### LIST OF TASKS
1) In the Atlas Shrugged post, which piece of music does the writer compare the book to?
2) From the Atlas Shrugged post, return the part that opens with the words containing "Atlas shrugged is" and closes with "Rand did not.", copied word for word.

# DOCUMENT PASSAGE start

Monday, May 16, 2011

Why Atlas Shrugged won't be the Tea Party's Passion

Atlas shrugged is not a masterpiece and yet is a great and unique book. It is a weird book. It has many flaws (too long, repeated messages, at times wooden dialogues, etc.). It has some amazing moments. I like to think of it as I think of Brahms's first piano concerto: weird, gangly, awkward, many times out of place and yet at moment you stop and say "wow, this guy is going to go far!". The good thing for Brahms is that he went on to write the second, Ayn Rand did not.

The greatness of the book is that it is beautifully written propaganda and I am not being sarcastic. Kipling managed to write masterpieces praising the British Empires, Ayn Rand managed to write a great book praising without reserve the liberal (in the true, non-American sense of the word) spirit. It is true that the book loses itself here and there, but when it's on focus it has an immense power. What is even more amazing is that Atlas shrugged managed to be considered a masterpiece in a literary world that (although here I am speaking from a European experience) usually is dominated by the left.

# DOCUMENT PASSAGE end
# DATASET EXCERPT start

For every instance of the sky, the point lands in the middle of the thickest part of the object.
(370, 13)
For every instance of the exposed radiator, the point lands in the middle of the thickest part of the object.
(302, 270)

# DATASET EXCERPT end

### TASK-BY-TASK ANSWERS
1) Brahms's first piano concerto.

2)
Atlas shrugged is not a masterpiece and yet is a great and unique book. It is a weird book. It has many flaws (too long, repeated messages, at times wooden dialogues, etc.). It has some amazing moments. I like to think of it as I think of Brahms's first piano concerto: weird, gangly, awkward, many times out of place and yet at moment you stop and say "wow, this guy is going to go far!". The good thing for Brahms is that he went on to write the second, Ayn Rand did not.